Start of INPUT MATERIAL

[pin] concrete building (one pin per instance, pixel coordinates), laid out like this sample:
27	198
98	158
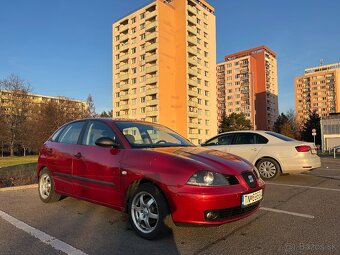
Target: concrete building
8	100
318	89
247	83
330	131
164	67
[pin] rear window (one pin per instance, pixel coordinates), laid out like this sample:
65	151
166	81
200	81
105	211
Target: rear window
282	137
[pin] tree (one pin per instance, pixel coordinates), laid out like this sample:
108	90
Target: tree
17	103
312	122
91	108
235	121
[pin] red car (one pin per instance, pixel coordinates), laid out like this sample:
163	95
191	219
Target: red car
148	171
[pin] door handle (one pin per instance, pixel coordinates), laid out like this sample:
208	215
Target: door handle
78	155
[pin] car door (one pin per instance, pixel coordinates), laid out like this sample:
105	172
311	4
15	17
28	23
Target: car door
221	142
247	145
60	151
96	170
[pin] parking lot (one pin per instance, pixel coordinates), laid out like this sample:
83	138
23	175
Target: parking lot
300	215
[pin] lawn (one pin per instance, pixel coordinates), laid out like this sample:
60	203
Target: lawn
13	161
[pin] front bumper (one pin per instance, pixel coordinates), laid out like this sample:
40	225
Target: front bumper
191	204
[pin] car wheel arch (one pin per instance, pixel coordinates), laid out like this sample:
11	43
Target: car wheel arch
272	158
134	186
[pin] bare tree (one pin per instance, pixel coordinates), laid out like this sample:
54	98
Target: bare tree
17	105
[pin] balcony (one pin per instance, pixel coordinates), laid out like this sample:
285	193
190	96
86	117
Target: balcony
192	9
150	15
151	47
192	82
192	125
151	80
192	93
192	40
192	71
152	102
124	107
124	87
151	69
152	113
192	103
124	67
124	57
151	36
192	30
124	47
123	77
192	51
123	37
152	90
122	28
124	97
192	61
192	19
151	24
151	58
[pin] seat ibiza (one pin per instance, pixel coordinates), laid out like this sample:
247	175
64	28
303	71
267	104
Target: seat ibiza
147	171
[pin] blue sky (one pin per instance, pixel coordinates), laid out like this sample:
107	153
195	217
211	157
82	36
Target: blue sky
63	47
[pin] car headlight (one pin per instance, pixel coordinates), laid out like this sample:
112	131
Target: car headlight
207	178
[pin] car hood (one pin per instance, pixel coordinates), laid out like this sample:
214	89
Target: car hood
209	159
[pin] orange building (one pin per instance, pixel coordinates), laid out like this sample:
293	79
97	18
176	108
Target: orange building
247	83
318	89
164	67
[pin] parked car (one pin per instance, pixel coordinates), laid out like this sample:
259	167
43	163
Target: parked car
270	152
148	171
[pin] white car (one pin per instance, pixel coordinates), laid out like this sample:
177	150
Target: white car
270	152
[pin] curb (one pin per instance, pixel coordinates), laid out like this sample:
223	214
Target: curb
32	186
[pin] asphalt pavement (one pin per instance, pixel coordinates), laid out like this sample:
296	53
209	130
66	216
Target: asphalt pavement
300	214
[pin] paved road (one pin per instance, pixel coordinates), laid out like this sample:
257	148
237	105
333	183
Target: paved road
300	215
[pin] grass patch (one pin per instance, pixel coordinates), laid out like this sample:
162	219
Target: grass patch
14	161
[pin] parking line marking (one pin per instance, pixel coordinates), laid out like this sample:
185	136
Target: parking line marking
286	212
32	186
302	186
42	236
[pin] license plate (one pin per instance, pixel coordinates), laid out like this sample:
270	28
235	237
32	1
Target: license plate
251	198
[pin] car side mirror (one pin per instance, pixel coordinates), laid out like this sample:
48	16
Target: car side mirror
106	142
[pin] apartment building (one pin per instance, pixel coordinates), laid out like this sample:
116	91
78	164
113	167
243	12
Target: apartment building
8	100
318	89
247	83
164	67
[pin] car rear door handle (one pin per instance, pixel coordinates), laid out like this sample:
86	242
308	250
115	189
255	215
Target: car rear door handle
78	155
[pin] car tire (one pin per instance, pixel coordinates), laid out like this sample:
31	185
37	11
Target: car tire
46	189
268	168
149	213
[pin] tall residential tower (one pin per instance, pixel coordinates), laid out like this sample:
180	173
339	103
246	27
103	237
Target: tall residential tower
247	83
164	67
318	89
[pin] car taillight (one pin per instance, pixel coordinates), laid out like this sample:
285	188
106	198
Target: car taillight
303	148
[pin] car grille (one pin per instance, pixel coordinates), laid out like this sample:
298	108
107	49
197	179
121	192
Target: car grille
250	179
230	213
231	179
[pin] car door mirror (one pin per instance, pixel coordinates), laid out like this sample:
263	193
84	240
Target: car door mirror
106	142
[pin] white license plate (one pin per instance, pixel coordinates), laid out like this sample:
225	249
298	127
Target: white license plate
251	198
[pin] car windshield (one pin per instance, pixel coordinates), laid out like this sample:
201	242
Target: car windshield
148	135
282	137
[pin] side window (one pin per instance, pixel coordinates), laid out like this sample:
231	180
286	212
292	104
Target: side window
71	132
245	138
220	140
96	130
261	139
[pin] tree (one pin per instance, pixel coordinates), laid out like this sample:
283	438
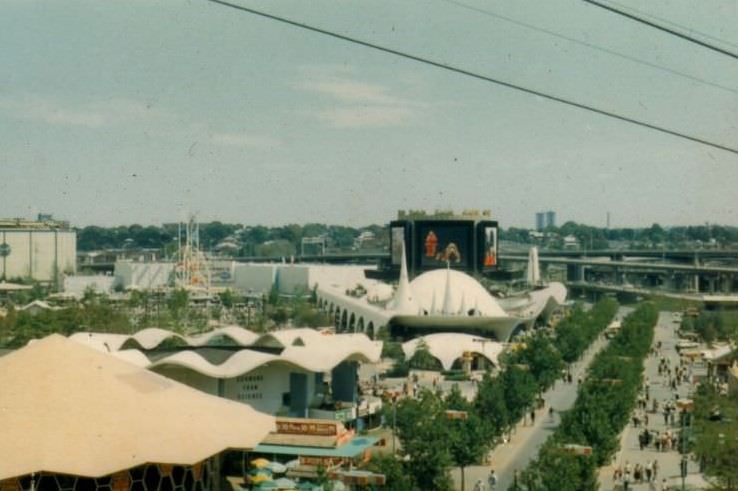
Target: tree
490	405
397	473
543	359
467	439
423	431
520	390
422	359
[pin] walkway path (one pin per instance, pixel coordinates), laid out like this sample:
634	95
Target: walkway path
527	438
630	452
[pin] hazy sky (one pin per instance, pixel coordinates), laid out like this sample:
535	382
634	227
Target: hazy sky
139	111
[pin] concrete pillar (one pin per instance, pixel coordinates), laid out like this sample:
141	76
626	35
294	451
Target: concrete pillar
343	382
299	397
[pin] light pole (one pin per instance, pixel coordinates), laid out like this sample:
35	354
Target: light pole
394	422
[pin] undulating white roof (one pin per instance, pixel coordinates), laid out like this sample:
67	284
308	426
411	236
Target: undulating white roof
237	364
448	347
239	335
287	337
320	356
152	337
70	409
451	292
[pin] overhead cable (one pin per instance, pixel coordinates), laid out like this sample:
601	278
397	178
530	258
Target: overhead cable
591	46
674	24
478	76
662	28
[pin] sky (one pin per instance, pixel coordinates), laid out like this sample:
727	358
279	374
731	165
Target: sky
145	111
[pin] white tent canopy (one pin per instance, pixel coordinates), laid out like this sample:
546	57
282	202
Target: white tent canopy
68	409
448	347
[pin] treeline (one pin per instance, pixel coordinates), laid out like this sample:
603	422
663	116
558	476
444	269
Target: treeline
246	240
714	430
603	406
250	239
713	326
598	238
434	443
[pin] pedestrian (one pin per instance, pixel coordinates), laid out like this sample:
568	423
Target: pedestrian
492	480
626	480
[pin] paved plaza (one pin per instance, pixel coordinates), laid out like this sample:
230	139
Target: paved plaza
668	461
527	438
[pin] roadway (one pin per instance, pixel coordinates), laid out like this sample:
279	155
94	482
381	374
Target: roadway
630	451
527	438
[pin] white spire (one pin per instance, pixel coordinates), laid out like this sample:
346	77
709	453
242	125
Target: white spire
446	309
404	302
462	309
534	272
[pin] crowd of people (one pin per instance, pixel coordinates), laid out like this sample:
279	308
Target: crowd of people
674	377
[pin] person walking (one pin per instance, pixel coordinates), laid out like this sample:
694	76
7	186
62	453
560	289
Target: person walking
492	480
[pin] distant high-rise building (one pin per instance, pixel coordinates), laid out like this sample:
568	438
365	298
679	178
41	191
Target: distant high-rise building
545	219
540	220
550	218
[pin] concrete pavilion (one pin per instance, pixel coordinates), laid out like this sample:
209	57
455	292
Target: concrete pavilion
77	418
300	372
449	348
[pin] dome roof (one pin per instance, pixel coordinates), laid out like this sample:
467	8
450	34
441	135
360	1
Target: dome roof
448	347
447	291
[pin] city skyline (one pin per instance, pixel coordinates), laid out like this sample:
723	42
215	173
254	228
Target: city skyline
145	112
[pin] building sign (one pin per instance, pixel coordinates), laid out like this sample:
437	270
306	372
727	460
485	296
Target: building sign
397	240
307	428
346	414
327	462
489	249
441	243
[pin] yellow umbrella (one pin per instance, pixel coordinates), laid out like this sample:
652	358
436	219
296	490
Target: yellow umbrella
259	463
257	478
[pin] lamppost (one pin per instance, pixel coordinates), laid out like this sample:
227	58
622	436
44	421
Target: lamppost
394	421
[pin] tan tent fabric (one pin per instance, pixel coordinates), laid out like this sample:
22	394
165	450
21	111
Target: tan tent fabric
70	409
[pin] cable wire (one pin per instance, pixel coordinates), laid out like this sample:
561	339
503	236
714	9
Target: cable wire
478	76
591	46
662	28
674	24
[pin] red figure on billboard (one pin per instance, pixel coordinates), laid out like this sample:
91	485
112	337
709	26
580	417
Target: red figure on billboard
431	243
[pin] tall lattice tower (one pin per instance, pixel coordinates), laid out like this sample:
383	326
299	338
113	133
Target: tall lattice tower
193	270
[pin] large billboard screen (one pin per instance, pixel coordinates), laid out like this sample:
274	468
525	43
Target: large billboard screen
440	243
488	248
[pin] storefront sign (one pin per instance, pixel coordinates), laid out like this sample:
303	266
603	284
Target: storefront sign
307	428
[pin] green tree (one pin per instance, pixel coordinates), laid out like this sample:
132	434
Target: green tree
490	405
467	441
397	473
520	390
423	431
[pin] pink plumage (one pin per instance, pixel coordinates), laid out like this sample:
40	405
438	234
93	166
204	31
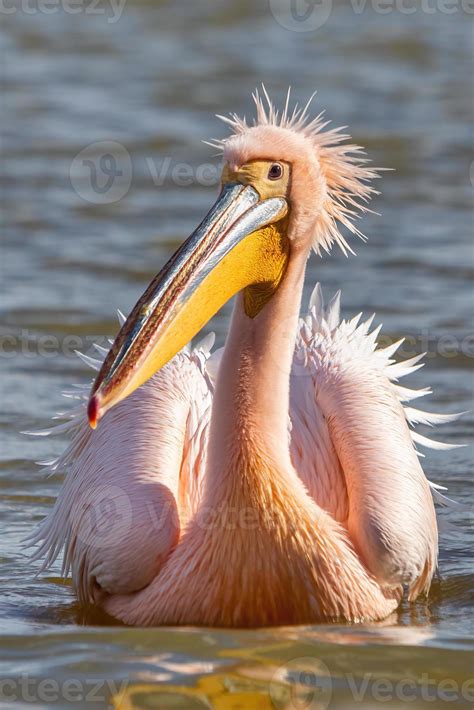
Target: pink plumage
275	481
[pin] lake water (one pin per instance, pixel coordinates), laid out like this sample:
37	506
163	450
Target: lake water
150	76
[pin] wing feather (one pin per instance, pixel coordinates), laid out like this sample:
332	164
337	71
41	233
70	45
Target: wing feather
353	446
131	485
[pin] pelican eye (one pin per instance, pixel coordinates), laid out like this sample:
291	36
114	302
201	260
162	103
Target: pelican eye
275	172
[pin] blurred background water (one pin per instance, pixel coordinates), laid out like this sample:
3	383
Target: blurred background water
150	75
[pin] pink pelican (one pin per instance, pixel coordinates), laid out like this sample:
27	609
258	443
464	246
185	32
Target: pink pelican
275	481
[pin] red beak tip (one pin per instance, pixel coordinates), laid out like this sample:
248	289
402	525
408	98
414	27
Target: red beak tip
93	411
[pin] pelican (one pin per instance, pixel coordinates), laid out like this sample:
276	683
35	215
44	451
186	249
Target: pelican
274	481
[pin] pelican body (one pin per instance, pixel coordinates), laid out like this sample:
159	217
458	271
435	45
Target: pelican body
274	481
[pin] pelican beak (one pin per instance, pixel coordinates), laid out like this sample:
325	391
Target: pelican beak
240	243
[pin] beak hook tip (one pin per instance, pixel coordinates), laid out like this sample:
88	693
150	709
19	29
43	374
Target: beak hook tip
93	411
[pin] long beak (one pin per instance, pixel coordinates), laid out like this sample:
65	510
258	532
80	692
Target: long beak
238	244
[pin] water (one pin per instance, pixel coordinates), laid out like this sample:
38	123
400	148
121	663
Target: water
152	81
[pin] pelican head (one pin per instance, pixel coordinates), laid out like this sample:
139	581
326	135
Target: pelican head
286	185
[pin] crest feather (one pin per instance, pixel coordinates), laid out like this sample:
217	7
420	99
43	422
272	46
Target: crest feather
342	164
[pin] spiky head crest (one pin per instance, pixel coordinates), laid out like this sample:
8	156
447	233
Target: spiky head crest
329	184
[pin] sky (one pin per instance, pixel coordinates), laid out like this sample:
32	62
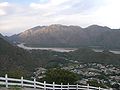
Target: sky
19	15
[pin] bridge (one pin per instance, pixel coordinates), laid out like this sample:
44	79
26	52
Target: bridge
6	82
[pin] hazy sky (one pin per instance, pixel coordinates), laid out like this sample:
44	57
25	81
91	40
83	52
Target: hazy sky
19	15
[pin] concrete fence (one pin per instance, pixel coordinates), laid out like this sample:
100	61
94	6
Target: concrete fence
5	81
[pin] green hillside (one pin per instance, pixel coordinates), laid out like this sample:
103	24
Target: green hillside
14	60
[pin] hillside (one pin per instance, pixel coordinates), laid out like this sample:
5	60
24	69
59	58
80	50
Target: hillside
14	60
70	36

End of INPUT MATERIAL

STATED TASK:
Locate "[pin] bridge (one" in the material, then quote the line that contains it and all lines after it through the final one.

FINAL ANSWER:
[pin] bridge (one pin per instance, pixel coordinates), laid out like this sample:
44	79
26	52
Target: bridge
6	82
[pin] hazy sky (one pin per instance, pixel coordinates), laid out like this sample:
44	57
25	81
91	40
83	52
Target: hazy sky
19	15
[pin] concrete fence (one pin per instance, pixel coordinates), laid out like this sample:
100	61
94	6
Target: concrete fence
5	81
[pin] green hillside (one pin per instance, pixel coordinates), laid out like this sample:
103	24
Target: green hillside
14	60
[pin] hillside (one pin per instance, pixel coordinates), laid out like this sample:
5	60
24	69
59	58
80	50
Target: hillside
14	60
70	36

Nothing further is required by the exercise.